Your instructions: This exercise calls for the line with "Target: hillside", the line with "Annotation task — mark the green tree with", and all lines between them in the material below, output exactly and with no other lines.
━━━━━━
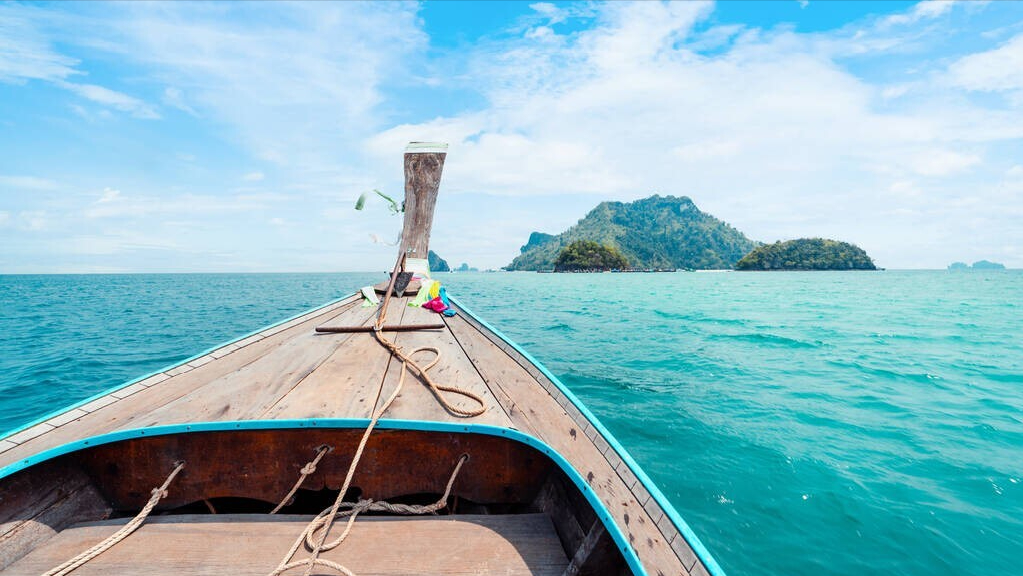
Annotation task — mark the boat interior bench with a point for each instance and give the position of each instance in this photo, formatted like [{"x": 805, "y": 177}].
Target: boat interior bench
[{"x": 241, "y": 544}]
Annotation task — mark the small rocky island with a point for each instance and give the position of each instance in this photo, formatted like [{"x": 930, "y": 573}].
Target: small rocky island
[
  {"x": 806, "y": 254},
  {"x": 589, "y": 256},
  {"x": 979, "y": 265}
]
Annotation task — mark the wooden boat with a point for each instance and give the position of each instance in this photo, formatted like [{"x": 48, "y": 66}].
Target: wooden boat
[{"x": 479, "y": 462}]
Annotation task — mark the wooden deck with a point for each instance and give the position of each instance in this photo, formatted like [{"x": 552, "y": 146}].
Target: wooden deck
[
  {"x": 251, "y": 544},
  {"x": 288, "y": 371}
]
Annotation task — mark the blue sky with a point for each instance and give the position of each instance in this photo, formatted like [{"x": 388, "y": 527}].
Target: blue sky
[{"x": 235, "y": 137}]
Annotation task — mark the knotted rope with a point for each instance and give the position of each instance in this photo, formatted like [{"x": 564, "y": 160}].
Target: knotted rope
[
  {"x": 158, "y": 494},
  {"x": 303, "y": 474},
  {"x": 353, "y": 510},
  {"x": 326, "y": 519}
]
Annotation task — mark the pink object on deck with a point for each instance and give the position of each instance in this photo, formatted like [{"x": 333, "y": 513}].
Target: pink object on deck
[{"x": 437, "y": 305}]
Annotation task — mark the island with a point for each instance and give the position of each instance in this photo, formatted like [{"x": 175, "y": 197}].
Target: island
[
  {"x": 657, "y": 232},
  {"x": 437, "y": 264},
  {"x": 979, "y": 265},
  {"x": 806, "y": 254},
  {"x": 587, "y": 256}
]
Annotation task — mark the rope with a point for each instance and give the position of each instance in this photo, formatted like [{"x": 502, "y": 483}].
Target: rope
[
  {"x": 352, "y": 512},
  {"x": 304, "y": 473},
  {"x": 408, "y": 364},
  {"x": 332, "y": 513},
  {"x": 158, "y": 494},
  {"x": 326, "y": 519}
]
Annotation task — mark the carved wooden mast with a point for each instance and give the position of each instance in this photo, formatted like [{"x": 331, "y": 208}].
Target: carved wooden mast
[{"x": 424, "y": 165}]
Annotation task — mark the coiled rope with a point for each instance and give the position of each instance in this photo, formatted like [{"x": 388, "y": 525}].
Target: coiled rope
[
  {"x": 303, "y": 474},
  {"x": 158, "y": 494},
  {"x": 324, "y": 521}
]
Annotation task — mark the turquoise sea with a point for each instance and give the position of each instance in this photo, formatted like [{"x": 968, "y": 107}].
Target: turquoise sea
[{"x": 802, "y": 423}]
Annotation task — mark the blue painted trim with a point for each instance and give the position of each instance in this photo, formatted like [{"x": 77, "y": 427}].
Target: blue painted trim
[
  {"x": 326, "y": 424},
  {"x": 164, "y": 369},
  {"x": 698, "y": 547}
]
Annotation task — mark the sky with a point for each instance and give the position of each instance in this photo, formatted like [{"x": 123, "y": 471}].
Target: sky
[{"x": 235, "y": 137}]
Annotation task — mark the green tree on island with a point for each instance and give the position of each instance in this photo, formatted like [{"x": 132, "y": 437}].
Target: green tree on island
[
  {"x": 807, "y": 254},
  {"x": 587, "y": 255}
]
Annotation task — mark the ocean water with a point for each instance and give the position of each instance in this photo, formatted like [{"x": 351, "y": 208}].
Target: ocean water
[{"x": 802, "y": 423}]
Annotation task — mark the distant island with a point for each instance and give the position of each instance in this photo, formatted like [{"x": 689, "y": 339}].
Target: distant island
[
  {"x": 807, "y": 254},
  {"x": 979, "y": 265},
  {"x": 654, "y": 232},
  {"x": 437, "y": 264},
  {"x": 589, "y": 256}
]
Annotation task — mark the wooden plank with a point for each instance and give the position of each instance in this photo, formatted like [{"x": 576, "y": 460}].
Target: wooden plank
[
  {"x": 345, "y": 386},
  {"x": 251, "y": 544},
  {"x": 107, "y": 413},
  {"x": 252, "y": 390},
  {"x": 416, "y": 401},
  {"x": 537, "y": 410},
  {"x": 423, "y": 179},
  {"x": 594, "y": 555},
  {"x": 36, "y": 507}
]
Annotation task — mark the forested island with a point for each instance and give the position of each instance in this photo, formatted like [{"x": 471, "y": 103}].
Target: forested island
[
  {"x": 979, "y": 265},
  {"x": 437, "y": 264},
  {"x": 589, "y": 256},
  {"x": 654, "y": 232},
  {"x": 807, "y": 254}
]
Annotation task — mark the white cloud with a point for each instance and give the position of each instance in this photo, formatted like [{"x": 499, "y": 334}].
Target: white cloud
[
  {"x": 927, "y": 9},
  {"x": 33, "y": 220},
  {"x": 28, "y": 182},
  {"x": 113, "y": 204},
  {"x": 113, "y": 98},
  {"x": 25, "y": 53},
  {"x": 771, "y": 133},
  {"x": 175, "y": 98},
  {"x": 943, "y": 163},
  {"x": 109, "y": 194},
  {"x": 997, "y": 70},
  {"x": 299, "y": 94}
]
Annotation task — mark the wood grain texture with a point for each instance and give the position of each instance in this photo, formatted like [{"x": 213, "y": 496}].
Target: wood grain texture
[
  {"x": 423, "y": 179},
  {"x": 35, "y": 507},
  {"x": 262, "y": 464},
  {"x": 108, "y": 413},
  {"x": 537, "y": 410},
  {"x": 250, "y": 544},
  {"x": 416, "y": 401}
]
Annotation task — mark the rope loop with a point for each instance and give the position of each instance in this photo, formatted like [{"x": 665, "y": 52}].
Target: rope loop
[{"x": 158, "y": 494}]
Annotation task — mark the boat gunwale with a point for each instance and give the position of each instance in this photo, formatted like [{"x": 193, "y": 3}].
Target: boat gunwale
[
  {"x": 621, "y": 540},
  {"x": 208, "y": 351},
  {"x": 686, "y": 532},
  {"x": 701, "y": 551}
]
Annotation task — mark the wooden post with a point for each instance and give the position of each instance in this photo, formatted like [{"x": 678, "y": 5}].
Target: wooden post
[{"x": 424, "y": 164}]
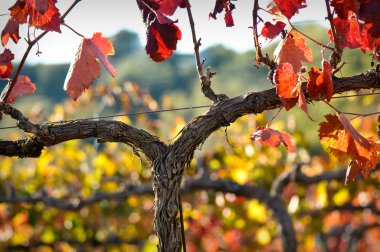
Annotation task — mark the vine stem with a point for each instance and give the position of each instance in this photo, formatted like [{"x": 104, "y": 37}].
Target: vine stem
[
  {"x": 336, "y": 57},
  {"x": 333, "y": 31},
  {"x": 12, "y": 84},
  {"x": 255, "y": 34},
  {"x": 77, "y": 33},
  {"x": 204, "y": 78},
  {"x": 310, "y": 38},
  {"x": 196, "y": 42},
  {"x": 182, "y": 222},
  {"x": 274, "y": 116},
  {"x": 349, "y": 113}
]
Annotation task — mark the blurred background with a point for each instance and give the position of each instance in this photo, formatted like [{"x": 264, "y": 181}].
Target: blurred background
[{"x": 327, "y": 215}]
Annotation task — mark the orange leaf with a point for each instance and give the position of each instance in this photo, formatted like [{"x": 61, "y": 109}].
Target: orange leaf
[
  {"x": 320, "y": 82},
  {"x": 271, "y": 31},
  {"x": 86, "y": 68},
  {"x": 303, "y": 104},
  {"x": 39, "y": 5},
  {"x": 42, "y": 14},
  {"x": 289, "y": 7},
  {"x": 22, "y": 86},
  {"x": 286, "y": 82},
  {"x": 293, "y": 50},
  {"x": 273, "y": 138},
  {"x": 6, "y": 66},
  {"x": 353, "y": 171},
  {"x": 343, "y": 8},
  {"x": 344, "y": 141},
  {"x": 348, "y": 32},
  {"x": 11, "y": 30}
]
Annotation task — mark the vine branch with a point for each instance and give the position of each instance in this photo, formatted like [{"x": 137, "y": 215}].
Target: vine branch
[{"x": 205, "y": 79}]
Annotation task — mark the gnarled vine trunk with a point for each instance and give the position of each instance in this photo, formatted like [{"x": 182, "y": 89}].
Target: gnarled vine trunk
[{"x": 167, "y": 176}]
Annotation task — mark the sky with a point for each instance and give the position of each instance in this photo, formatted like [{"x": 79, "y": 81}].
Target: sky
[{"x": 111, "y": 16}]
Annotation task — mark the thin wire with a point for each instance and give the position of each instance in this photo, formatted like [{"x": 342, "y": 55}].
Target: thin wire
[
  {"x": 118, "y": 115},
  {"x": 355, "y": 95}
]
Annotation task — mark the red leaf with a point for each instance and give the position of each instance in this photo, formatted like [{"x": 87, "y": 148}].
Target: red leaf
[
  {"x": 273, "y": 138},
  {"x": 344, "y": 8},
  {"x": 293, "y": 50},
  {"x": 6, "y": 66},
  {"x": 369, "y": 13},
  {"x": 290, "y": 7},
  {"x": 39, "y": 5},
  {"x": 227, "y": 6},
  {"x": 22, "y": 86},
  {"x": 101, "y": 48},
  {"x": 378, "y": 127},
  {"x": 286, "y": 82},
  {"x": 20, "y": 11},
  {"x": 353, "y": 171},
  {"x": 270, "y": 30},
  {"x": 161, "y": 40},
  {"x": 344, "y": 141},
  {"x": 11, "y": 30},
  {"x": 168, "y": 7},
  {"x": 348, "y": 32},
  {"x": 228, "y": 18},
  {"x": 303, "y": 104},
  {"x": 320, "y": 82},
  {"x": 86, "y": 67},
  {"x": 39, "y": 16}
]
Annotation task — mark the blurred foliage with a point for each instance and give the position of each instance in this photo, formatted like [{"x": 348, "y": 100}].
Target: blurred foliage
[{"x": 213, "y": 221}]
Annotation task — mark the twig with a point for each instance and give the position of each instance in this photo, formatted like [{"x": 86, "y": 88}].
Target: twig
[
  {"x": 355, "y": 95},
  {"x": 30, "y": 46},
  {"x": 350, "y": 113},
  {"x": 274, "y": 116},
  {"x": 77, "y": 33},
  {"x": 259, "y": 55},
  {"x": 310, "y": 38},
  {"x": 205, "y": 80},
  {"x": 337, "y": 54},
  {"x": 182, "y": 222}
]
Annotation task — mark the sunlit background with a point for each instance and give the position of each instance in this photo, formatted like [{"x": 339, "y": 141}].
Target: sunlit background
[{"x": 111, "y": 16}]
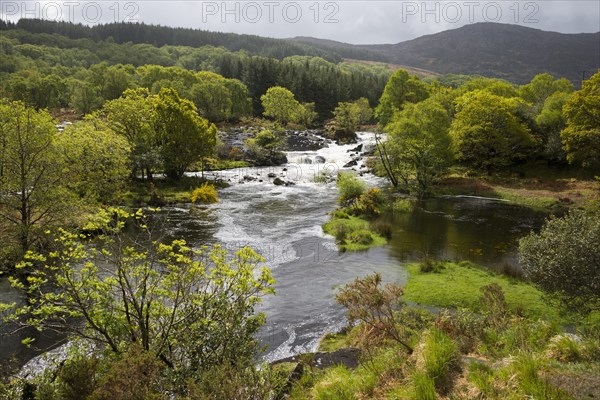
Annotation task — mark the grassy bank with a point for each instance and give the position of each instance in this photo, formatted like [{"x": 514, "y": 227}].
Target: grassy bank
[
  {"x": 457, "y": 285},
  {"x": 159, "y": 192},
  {"x": 537, "y": 187},
  {"x": 351, "y": 232},
  {"x": 493, "y": 350}
]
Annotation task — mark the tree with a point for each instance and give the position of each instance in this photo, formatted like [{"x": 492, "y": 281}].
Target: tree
[
  {"x": 85, "y": 98},
  {"x": 32, "y": 196},
  {"x": 563, "y": 258},
  {"x": 307, "y": 114},
  {"x": 95, "y": 160},
  {"x": 131, "y": 116},
  {"x": 265, "y": 148},
  {"x": 365, "y": 113},
  {"x": 540, "y": 88},
  {"x": 486, "y": 133},
  {"x": 212, "y": 99},
  {"x": 551, "y": 121},
  {"x": 184, "y": 136},
  {"x": 376, "y": 306},
  {"x": 418, "y": 145},
  {"x": 279, "y": 103},
  {"x": 401, "y": 88},
  {"x": 581, "y": 137},
  {"x": 192, "y": 309}
]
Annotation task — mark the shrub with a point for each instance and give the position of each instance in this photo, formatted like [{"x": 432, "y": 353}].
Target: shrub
[
  {"x": 132, "y": 377},
  {"x": 206, "y": 194},
  {"x": 429, "y": 265},
  {"x": 375, "y": 306},
  {"x": 350, "y": 188},
  {"x": 563, "y": 259},
  {"x": 402, "y": 206},
  {"x": 493, "y": 304},
  {"x": 439, "y": 359},
  {"x": 565, "y": 348},
  {"x": 424, "y": 386},
  {"x": 370, "y": 203},
  {"x": 363, "y": 237}
]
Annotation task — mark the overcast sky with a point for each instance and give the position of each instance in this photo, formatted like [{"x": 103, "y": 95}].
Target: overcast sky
[{"x": 353, "y": 21}]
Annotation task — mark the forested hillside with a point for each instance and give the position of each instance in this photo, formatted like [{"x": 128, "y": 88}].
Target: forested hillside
[
  {"x": 512, "y": 52},
  {"x": 56, "y": 71}
]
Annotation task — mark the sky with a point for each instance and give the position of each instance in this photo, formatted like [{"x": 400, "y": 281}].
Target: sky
[{"x": 351, "y": 21}]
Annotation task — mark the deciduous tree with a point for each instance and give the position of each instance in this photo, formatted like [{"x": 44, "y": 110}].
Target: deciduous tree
[
  {"x": 486, "y": 133},
  {"x": 581, "y": 137}
]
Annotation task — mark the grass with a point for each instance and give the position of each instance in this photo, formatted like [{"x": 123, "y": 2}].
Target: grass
[
  {"x": 352, "y": 233},
  {"x": 534, "y": 185},
  {"x": 333, "y": 341},
  {"x": 457, "y": 286},
  {"x": 160, "y": 192}
]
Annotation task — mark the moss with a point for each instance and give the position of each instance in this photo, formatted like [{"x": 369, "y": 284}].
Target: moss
[
  {"x": 352, "y": 233},
  {"x": 165, "y": 191},
  {"x": 333, "y": 342},
  {"x": 457, "y": 286}
]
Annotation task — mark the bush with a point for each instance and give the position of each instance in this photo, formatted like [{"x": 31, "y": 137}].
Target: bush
[
  {"x": 429, "y": 265},
  {"x": 402, "y": 206},
  {"x": 206, "y": 194},
  {"x": 439, "y": 359},
  {"x": 375, "y": 306},
  {"x": 424, "y": 386},
  {"x": 563, "y": 259},
  {"x": 350, "y": 188},
  {"x": 132, "y": 377},
  {"x": 370, "y": 203},
  {"x": 565, "y": 348},
  {"x": 363, "y": 237}
]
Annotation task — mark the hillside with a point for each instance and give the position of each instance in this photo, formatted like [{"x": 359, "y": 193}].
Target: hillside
[{"x": 511, "y": 52}]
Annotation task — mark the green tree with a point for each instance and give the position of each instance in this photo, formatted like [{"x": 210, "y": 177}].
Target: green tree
[
  {"x": 581, "y": 137},
  {"x": 184, "y": 136},
  {"x": 551, "y": 121},
  {"x": 280, "y": 104},
  {"x": 31, "y": 193},
  {"x": 418, "y": 146},
  {"x": 401, "y": 88},
  {"x": 265, "y": 147},
  {"x": 192, "y": 309},
  {"x": 85, "y": 97},
  {"x": 350, "y": 188},
  {"x": 540, "y": 88},
  {"x": 307, "y": 114},
  {"x": 346, "y": 118},
  {"x": 486, "y": 133},
  {"x": 365, "y": 112},
  {"x": 131, "y": 116},
  {"x": 563, "y": 258},
  {"x": 95, "y": 160},
  {"x": 212, "y": 97}
]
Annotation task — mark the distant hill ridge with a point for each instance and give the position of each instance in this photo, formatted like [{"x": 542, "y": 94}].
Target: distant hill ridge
[{"x": 512, "y": 52}]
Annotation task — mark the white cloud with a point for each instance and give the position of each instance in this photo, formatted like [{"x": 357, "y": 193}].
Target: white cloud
[{"x": 353, "y": 21}]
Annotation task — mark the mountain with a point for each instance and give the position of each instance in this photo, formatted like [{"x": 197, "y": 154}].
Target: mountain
[{"x": 512, "y": 52}]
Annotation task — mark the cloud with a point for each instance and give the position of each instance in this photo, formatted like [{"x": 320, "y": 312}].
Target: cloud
[{"x": 352, "y": 21}]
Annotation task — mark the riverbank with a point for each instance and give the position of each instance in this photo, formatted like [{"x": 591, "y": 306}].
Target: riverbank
[
  {"x": 539, "y": 187},
  {"x": 498, "y": 344}
]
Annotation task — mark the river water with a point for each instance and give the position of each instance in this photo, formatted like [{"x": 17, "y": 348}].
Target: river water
[{"x": 284, "y": 223}]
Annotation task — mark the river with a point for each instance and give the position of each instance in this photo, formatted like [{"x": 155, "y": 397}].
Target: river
[{"x": 284, "y": 223}]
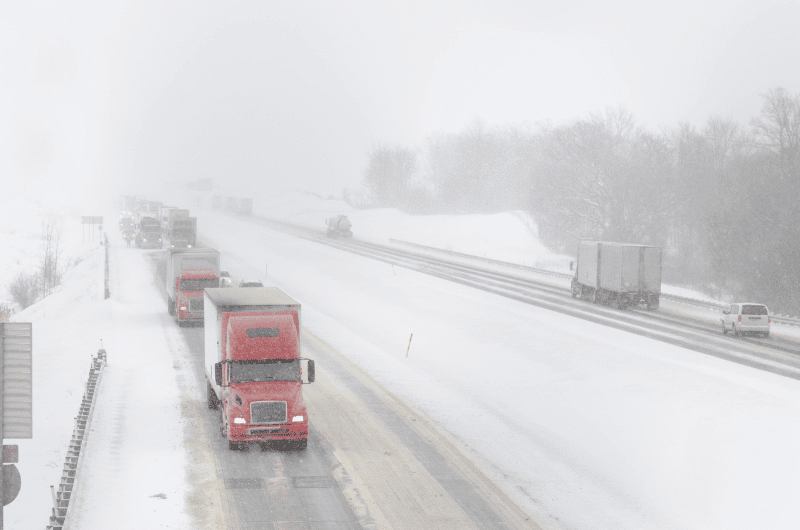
━━━━━━
Output for this task:
Target: hillside
[{"x": 511, "y": 52}]
Annotation task — mark the green tree with a point for each instance and give the position of each instance in this photo, formatted like [{"x": 210, "y": 177}].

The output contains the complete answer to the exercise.